**What the task requires:** Return every record exactly as written.

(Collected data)
_ _ _ _ _

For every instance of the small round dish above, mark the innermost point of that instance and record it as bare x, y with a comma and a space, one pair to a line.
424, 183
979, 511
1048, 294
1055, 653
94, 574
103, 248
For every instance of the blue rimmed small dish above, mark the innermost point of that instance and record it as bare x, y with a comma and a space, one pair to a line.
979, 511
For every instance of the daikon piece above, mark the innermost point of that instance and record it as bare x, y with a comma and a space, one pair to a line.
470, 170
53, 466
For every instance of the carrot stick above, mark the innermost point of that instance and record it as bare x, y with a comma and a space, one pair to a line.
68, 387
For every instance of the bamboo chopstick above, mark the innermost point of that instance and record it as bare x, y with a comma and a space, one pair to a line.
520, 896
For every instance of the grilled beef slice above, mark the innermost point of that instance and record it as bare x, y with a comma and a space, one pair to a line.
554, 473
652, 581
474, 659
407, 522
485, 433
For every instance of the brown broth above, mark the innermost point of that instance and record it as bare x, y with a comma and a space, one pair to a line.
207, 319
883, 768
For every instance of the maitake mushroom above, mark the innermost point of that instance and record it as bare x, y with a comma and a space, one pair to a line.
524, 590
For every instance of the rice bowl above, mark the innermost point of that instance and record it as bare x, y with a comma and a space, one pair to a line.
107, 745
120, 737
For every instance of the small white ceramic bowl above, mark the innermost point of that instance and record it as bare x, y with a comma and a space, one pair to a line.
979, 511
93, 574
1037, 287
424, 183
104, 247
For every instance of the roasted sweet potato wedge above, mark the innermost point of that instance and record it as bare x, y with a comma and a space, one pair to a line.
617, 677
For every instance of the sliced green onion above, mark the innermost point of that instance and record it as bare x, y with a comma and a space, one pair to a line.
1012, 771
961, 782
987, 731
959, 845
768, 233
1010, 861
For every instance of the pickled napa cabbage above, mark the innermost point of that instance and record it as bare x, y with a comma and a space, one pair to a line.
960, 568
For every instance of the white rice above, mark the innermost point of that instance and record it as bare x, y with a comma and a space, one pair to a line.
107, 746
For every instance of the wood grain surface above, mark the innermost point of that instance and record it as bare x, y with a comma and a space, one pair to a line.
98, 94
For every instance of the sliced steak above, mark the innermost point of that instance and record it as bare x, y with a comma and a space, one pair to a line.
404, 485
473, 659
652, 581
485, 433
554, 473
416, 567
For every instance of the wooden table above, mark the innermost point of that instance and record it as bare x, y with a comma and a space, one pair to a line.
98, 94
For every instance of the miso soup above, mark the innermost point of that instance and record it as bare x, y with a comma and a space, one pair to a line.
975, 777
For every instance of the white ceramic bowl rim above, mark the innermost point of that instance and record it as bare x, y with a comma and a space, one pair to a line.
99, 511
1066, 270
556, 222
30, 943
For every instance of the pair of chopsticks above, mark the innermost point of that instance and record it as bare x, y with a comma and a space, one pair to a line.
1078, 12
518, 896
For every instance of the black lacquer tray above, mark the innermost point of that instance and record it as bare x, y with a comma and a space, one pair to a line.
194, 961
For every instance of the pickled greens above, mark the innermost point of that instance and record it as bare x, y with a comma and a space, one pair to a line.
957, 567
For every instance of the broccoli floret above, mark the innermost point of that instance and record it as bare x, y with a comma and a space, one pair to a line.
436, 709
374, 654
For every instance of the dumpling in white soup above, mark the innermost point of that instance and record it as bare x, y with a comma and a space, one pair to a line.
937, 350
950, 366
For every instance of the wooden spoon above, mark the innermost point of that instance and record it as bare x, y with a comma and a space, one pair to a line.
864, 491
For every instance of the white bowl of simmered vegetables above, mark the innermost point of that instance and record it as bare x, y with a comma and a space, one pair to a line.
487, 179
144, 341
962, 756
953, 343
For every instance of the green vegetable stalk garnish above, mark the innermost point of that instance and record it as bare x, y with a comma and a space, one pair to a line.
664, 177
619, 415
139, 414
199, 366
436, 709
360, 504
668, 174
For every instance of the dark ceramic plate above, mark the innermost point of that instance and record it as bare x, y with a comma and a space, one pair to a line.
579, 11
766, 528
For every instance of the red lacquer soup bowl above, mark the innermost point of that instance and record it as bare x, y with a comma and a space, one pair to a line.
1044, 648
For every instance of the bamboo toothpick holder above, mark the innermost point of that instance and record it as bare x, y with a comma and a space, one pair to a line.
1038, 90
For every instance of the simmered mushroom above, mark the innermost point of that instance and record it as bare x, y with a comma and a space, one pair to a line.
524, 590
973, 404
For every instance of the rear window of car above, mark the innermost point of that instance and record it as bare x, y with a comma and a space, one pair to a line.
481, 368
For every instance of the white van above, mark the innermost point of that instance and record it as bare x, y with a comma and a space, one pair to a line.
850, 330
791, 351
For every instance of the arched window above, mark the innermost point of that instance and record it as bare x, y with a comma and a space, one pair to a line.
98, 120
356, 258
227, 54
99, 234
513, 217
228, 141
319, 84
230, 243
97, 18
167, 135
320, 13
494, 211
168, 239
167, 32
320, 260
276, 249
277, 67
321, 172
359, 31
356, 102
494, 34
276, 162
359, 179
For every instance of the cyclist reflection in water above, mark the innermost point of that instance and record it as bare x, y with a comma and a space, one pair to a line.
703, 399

_ _ _ _ _

**Output for this exercise:**
For every instance of the small round dish above, mark the innermost point of that instance and record it as bare x, y with a comma and a space, one pair to a line.
424, 183
979, 511
1048, 294
1055, 653
94, 574
103, 248
For every instance of the blue rimmed small dish above, mark the innermost point of that instance and record it as bare x, y with a comma and a space, one pair to a line.
979, 511
For every instance of the daikon piece above, mark the innermost point of that instance and record it as bare x, y with a comma and a space, one pair to a line.
470, 170
53, 466
For every instance of the carrot stick above, mark the innermost point of that instance and record it as bare x, y with a comma and a space, one pair to a line.
68, 387
For every instance of the bamboo chopstick above, mark the innermost point of that instance and record it as bare x, y with a comma and a space, one pair to a line.
520, 896
For every instance of the grilled beef slice above, mark the innermost point of that instance and record it as bare x, y with a comma and a space, one pair to a line.
554, 473
652, 581
474, 659
407, 522
485, 433
For every instance of the brown broth above, mark the innermost point of that instance and record it as bare x, y with a comma and a space, one pair to a line.
207, 319
883, 768
For every instance of the maitake mushroom above, mark the innermost point of that instance and record it as bare x, y with a comma and a space, one pair to a line.
524, 590
For every instance of the rice bowl above, mark the innermost point of that instance and record it as bare x, y with a comma and a space, one pair to a line.
107, 745
120, 737
For every instance of the small white ceramic bowl above, mark the innermost point of that instance and record it as bare x, y with a comma and a space, one pair to a line.
979, 511
93, 574
1037, 287
424, 183
104, 247
For every instance of the roasted sweet potato wedge above, mark the innermost point of that instance and record it as bare x, y with a comma and a space, one pair to a line.
617, 677
For every instance of the sliced green onion above, mark the innermost point of that instance and record it as bare x, y with a comma and a space, one pair to a line.
1012, 771
961, 782
987, 731
959, 845
768, 233
1010, 861
For every instance of the pickled napa cabbage above, mark the innermost point of that instance and record it as bare x, y with a comma and a space, one pair to a line.
960, 568
For every instance of the white rice above, mark the innermost point of that instance and record it as bare x, y with a comma and a space, one pair to a line.
107, 746
For every instance of the wood grain surface above, mark the innermost point of that instance and record it as bare x, y with a comma and a space, one pair to a line.
98, 94
For every instance of the sliced steak above, mark the innermost point of that instance and record it as bare x, y with a comma and a space, one pair to a line.
404, 485
473, 659
652, 581
485, 433
554, 473
416, 567
For every instance of the wooden table above, mark the innermost point of that instance and record it as bare x, y with a comma and a space, one pair to a line.
98, 94
For every instance of the miso soup above, mark the innermost point of that instance and record it as bare x, y with a comma and a space, one pair to a line.
975, 777
For every instance of the white ceramic bowl rim above, mark the innermost point of that instance and record it as bare x, y with a comma and a space, one pair to a line.
99, 511
1066, 270
556, 222
30, 943
For every instance of the pair of chopsticks above, mark the innermost point of that instance and record it as bare x, y with a comma and a space, one pair to a line.
1078, 12
518, 896
For every instance of the black lacquer tray above, mark the innermost point of that instance and record it as bare x, y with a comma and a space, one pair to a line.
194, 961
For every instance of the pickled greens above, mark the innermost point of that instance and record it as bare x, y with a comma and a space, one pair to a line.
957, 567
For every instance of the broccoli floret above, mark the innermost point of that instance and record it as bare x, y with a comma and a space, one pair to a line.
436, 709
374, 654
For every instance of the dumpling in white soup above, mark the innermost point of that instance and record it as bare x, y with a comma and a space, one pair to a line.
937, 350
950, 366
For every instance of the wooden spoon above, mark the innermost point of that instance and record it as bare x, y with a comma and a space, one pair to a line.
864, 491
For every instance of the white bowl of simmered vegetables above, mark the innermost point of that instance and record it as bare x, y with a comma and a space, one pair to a line.
487, 179
144, 341
962, 756
953, 343
For every instance of the green vegetable stalk garnish above, mark the innermost point of that instance and record it as bare x, y with a comma and a space, one pair to a line.
664, 177
619, 415
139, 414
199, 366
436, 709
360, 504
668, 174
For every instance of the dark ceramic plate above, mark the innermost point of that instance and record it as bare x, y with a comma and a space, one pair to a line.
579, 11
766, 528
For every instance of the red lacquer soup bowl above, mark the innermost point of that instance and record it as bare x, y with a comma and a space, one pair to a line.
1044, 648
For every instance of the bamboo toothpick holder above, mark the innermost point of that instance and record it as bare x, y with a comma and a space, one pair to a line.
1038, 90
For every instance of the simmered mushroom above, mark the innermost point of that instance and record it as bare x, y with a comma and a space, one pair to a line.
524, 590
973, 404
For every instance of the rear window of car above, mark the innermost point of that instance and record it as bare x, y with a comma and a space, one pair to a line.
481, 368
For every instance of the white van above, mark the innermost point of that instance and record it as bare x, y with a comma and a space, one pair to a line.
850, 330
791, 351
For every instance of the arched window above, mark the innermost point of that instance and record it as bare x, y with a comma and a space, one pair to a line.
98, 120
356, 258
227, 54
99, 234
513, 217
228, 141
319, 84
230, 243
97, 18
167, 135
320, 13
494, 211
168, 239
167, 32
320, 260
276, 249
277, 67
321, 172
359, 31
356, 102
494, 34
276, 162
359, 179
For every instance of the cyclist reflection in water above, mark the innermost point of that instance and record it as bare x, y with a comma and a space, one pair to a line.
703, 399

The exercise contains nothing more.